_Assigned task 1_.
Set down the part of the protected grasslands text that begins with the words "Prairies generally within" and ends after the words "private nature reserves.", copying it word for word.
_Assigned task 2_.
Take the text on North America's protected grasslands further, starting right after its last sentence.

= List of protected grasslands of North America =

Prairies generally within the Interior Plains

The protected grasslands of North America consist of prairies, with a dominant vegetation type of herbaceous plants like grasses, sedges, and other prairie plants, rather than woody vegetation like trees. Grasslands were generally dominant within the Interior Plains of central North America but was also present elsewhere. The protected areas for this ecosystem include public nature reserves managed by American, Canadian and Mexican wildlife management agencies, Native American tribes and Canadian First Nations, state wildlife management agencies, non-governmental organizations, and private nature reserves.

_Material supplied_.
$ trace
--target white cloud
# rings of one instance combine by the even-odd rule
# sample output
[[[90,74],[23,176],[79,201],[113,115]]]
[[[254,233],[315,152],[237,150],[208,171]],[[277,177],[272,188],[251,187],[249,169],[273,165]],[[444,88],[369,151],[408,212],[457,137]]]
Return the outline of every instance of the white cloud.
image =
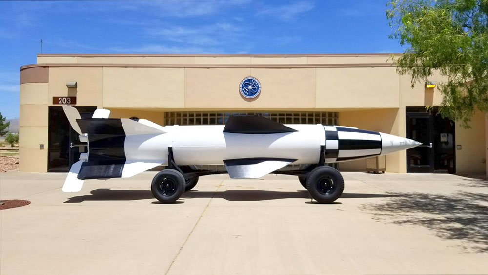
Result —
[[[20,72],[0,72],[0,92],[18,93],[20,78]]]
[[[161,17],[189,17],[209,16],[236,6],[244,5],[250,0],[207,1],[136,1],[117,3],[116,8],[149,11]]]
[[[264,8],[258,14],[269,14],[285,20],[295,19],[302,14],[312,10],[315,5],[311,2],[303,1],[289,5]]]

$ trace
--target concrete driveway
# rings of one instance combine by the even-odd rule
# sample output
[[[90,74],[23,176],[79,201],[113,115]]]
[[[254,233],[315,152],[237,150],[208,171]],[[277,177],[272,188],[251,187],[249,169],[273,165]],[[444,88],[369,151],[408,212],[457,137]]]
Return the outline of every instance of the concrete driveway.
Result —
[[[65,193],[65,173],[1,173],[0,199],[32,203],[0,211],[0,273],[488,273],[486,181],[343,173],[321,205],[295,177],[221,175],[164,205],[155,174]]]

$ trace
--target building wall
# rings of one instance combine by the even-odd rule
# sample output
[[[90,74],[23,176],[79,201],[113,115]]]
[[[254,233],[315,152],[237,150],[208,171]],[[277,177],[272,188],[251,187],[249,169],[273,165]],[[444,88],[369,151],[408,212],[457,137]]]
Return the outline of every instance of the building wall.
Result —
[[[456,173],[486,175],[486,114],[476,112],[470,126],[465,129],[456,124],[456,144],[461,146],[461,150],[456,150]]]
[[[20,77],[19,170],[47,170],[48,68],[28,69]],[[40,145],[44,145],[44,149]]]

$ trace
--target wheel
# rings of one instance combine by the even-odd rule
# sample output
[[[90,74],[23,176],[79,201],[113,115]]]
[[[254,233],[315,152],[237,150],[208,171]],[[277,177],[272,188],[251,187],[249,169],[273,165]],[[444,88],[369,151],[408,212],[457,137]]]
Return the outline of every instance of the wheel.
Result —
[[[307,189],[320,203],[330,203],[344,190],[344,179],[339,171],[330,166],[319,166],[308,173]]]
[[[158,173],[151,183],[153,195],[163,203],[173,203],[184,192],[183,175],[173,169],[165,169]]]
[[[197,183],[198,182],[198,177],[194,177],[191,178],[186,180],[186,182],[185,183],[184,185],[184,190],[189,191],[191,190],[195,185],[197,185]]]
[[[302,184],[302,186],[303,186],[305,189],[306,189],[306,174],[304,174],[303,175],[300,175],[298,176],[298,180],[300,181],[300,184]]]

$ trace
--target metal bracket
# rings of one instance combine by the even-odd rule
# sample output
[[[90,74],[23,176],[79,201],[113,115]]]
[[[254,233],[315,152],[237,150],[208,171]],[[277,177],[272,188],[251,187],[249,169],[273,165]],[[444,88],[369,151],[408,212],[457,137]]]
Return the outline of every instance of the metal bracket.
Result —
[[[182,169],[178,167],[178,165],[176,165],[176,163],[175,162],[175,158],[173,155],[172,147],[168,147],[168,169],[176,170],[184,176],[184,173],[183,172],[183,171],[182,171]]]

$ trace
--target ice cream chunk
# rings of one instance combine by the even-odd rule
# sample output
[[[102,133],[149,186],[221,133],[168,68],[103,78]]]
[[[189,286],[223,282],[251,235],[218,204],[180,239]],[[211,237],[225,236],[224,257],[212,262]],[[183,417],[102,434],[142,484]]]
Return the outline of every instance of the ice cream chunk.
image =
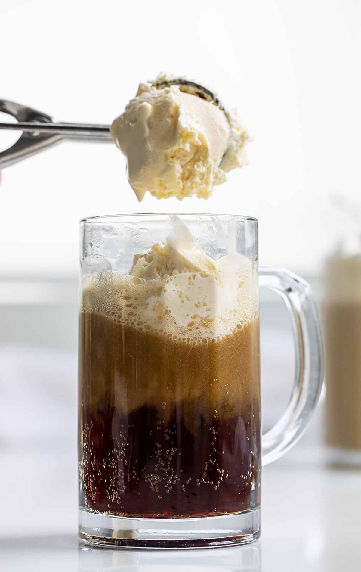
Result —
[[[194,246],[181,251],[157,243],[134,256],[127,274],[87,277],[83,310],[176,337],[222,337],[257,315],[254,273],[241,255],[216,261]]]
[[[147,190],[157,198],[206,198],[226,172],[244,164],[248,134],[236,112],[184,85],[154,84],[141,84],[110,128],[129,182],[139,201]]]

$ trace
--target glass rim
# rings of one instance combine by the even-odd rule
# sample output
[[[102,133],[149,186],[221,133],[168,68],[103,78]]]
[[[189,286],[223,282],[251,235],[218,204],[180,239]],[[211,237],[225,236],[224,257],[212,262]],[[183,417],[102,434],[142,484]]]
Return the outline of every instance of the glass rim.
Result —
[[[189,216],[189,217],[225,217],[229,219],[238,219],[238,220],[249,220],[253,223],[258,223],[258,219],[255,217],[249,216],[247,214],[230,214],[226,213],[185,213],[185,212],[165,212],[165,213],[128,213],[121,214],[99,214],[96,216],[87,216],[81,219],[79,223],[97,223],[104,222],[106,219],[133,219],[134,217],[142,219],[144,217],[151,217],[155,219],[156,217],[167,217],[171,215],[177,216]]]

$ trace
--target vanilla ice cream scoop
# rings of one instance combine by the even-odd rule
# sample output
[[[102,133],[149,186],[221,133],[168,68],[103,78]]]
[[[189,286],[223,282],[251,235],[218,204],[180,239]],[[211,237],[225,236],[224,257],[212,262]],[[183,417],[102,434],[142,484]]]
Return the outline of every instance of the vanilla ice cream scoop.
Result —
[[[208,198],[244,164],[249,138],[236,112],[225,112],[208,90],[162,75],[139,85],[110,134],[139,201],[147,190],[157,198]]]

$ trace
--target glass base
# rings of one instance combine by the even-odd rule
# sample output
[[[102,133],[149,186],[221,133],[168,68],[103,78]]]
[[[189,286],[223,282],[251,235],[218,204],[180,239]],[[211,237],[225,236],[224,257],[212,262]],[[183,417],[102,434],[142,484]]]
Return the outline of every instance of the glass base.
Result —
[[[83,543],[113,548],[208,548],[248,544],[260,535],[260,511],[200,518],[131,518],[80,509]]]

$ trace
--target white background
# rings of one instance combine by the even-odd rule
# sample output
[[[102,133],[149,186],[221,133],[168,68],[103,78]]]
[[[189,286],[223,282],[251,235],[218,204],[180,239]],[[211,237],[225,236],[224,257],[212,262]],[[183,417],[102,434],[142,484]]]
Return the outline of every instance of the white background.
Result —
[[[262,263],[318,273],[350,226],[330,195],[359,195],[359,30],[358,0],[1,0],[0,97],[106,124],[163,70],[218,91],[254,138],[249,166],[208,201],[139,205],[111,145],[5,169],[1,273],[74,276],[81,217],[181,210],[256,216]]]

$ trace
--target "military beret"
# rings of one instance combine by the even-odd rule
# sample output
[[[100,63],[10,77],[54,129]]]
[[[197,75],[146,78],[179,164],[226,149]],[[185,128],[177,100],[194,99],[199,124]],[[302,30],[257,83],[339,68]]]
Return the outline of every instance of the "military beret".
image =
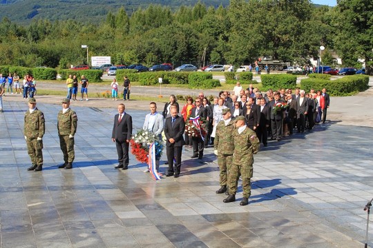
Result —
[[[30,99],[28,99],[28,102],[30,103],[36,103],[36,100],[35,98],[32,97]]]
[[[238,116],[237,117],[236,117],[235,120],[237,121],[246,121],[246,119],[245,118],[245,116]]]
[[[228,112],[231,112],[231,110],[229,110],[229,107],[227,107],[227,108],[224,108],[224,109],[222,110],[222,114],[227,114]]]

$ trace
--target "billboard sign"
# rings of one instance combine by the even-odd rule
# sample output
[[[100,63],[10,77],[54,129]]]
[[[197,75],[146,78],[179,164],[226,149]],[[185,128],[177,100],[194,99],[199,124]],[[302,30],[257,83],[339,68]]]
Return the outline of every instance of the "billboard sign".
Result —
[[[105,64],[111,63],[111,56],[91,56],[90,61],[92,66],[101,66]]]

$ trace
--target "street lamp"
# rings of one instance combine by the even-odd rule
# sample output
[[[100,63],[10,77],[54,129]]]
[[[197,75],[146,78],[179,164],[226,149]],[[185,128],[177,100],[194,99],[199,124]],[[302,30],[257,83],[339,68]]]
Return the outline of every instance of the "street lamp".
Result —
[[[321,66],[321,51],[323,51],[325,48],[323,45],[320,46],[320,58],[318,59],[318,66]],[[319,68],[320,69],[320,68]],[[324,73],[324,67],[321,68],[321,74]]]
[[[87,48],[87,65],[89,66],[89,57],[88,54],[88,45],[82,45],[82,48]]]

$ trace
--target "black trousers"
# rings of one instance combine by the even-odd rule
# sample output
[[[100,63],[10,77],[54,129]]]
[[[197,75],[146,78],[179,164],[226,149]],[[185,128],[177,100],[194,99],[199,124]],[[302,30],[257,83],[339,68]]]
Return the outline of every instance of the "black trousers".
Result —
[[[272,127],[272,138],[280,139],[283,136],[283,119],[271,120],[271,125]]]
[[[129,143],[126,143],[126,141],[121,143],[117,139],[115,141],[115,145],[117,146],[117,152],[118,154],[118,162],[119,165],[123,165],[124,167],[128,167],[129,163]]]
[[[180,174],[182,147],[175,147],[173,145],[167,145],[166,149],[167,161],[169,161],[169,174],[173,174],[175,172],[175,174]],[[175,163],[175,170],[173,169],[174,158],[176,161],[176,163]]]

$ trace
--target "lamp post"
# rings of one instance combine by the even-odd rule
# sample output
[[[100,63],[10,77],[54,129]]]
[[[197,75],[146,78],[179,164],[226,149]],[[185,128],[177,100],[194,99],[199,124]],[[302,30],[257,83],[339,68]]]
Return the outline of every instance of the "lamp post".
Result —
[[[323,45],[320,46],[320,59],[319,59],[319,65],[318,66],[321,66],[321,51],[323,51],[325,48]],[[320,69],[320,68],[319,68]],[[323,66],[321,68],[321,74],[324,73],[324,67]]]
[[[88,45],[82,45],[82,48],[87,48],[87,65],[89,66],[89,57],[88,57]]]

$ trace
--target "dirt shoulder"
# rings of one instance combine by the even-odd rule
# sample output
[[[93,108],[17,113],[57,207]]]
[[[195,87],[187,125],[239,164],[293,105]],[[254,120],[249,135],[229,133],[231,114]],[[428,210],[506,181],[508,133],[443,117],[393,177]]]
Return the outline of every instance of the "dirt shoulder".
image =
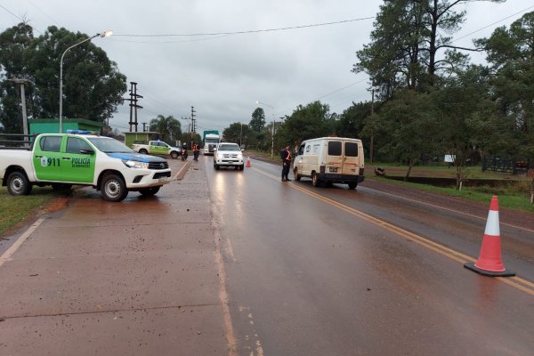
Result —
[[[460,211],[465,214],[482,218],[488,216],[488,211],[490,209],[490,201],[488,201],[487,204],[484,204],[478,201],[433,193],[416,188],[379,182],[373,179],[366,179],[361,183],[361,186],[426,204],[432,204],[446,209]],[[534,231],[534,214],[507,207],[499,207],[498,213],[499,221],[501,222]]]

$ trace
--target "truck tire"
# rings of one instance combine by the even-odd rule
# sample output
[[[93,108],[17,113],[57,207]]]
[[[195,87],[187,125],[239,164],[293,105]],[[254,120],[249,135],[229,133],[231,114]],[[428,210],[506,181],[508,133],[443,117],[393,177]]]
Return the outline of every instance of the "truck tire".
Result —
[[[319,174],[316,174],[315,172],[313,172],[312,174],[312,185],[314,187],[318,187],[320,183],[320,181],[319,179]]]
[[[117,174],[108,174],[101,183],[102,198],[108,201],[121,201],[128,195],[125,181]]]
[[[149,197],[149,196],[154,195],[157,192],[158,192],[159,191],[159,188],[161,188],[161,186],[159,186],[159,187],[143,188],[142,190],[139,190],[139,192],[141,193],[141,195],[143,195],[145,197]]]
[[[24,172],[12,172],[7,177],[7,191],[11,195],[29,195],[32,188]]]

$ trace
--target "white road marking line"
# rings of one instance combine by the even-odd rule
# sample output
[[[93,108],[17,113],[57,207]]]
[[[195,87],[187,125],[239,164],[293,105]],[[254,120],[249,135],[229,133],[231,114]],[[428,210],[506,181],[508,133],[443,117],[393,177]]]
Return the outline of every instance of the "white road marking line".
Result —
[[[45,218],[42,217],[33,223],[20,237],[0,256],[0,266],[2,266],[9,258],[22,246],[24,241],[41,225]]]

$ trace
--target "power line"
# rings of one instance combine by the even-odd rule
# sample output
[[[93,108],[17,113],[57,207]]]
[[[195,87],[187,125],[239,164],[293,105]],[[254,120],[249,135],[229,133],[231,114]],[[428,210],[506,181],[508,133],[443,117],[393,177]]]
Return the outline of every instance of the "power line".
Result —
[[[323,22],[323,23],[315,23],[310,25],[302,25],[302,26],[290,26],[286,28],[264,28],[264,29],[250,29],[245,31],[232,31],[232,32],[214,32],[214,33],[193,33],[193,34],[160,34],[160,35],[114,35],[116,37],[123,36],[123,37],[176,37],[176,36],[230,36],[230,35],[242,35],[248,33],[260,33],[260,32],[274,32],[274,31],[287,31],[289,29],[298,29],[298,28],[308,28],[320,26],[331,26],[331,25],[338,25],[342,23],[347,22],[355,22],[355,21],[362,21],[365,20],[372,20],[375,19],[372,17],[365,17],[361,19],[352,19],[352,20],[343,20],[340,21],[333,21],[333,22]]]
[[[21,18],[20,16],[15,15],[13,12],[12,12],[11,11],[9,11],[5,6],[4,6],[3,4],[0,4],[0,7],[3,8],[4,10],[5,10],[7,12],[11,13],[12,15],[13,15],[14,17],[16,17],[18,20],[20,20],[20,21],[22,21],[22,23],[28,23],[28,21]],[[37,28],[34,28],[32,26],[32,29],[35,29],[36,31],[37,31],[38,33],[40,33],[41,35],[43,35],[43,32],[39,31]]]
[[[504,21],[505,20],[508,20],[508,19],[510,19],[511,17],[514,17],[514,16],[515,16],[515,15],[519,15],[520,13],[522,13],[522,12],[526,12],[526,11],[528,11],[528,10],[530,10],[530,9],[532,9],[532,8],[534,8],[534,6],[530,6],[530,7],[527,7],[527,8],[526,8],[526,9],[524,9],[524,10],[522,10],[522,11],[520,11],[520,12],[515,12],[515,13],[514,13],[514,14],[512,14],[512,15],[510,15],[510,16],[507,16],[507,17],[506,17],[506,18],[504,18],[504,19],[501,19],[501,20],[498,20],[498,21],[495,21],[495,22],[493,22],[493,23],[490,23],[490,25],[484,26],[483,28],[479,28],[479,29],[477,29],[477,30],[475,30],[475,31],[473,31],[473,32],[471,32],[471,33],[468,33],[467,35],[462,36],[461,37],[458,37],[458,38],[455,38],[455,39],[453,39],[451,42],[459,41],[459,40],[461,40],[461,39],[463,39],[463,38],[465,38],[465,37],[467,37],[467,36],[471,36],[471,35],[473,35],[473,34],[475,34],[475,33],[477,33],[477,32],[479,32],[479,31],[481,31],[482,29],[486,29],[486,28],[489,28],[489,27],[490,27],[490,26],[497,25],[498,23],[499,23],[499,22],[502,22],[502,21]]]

_Response 1_.
Prairies generally within the Interior Plains

The protected grasslands of North America consist of prairies, with a dominant vegetation type of herbaceous plants like grasses, sedges, and other prairie plants, rather than woody vegetation like trees. Grasslands were generally dominant within the Interior Plains of central North America but was also present elsewhere. The protected areas for this ecosystem include public nature reserves managed by American, Canadian and Mexican wildlife management agencies, Native American tribes and Canadian First Nations, state wildlife management agencies, non-governmental organizations, and private nature reserves.

_Response 2_.
Generally speaking, these regions are devoid of trees, except for riparian or gallery forests associated with streams and rivers. The tallgrass prairie, with moderate rainfall and rich soils, were ideally suited to agriculture so it became a productive grain-growing region. The tallgrass prairie ecosystem covered some 170 e6acre of North America. Besides agriculture, much of the shortgrass prairie became grazing land for domestic livestock. Short grasslands occur in semi-arid climates while tall grasslands are in areas of higher rainfall. Although much of the grasslands are in the Great Plains ecoregion, protected grasslands can be found in other areas of Canada, Mexico and the United States. Desert (arid) grasslands are composed of sparse grassland ecoregions located in the deserts and xeric shrublands biome. Temperature extremes and low amounts of rainfall characterise these kinds of grasslands. Therefore, plants and animals are well adapted to minimize water loss. Shrub-steppe is also a type of low-rainfall natural grassland. While arid, shrub-steppes have sufficient moisture to support a cover of perennial grasses or shrubs, a feature which distinguishes them from deserts. The shrub-steppes of North America occur in the western United States and western Canada, in the rain shadow between the Cascades and Sierra Nevada on the west and the Rocky Mountains on the east.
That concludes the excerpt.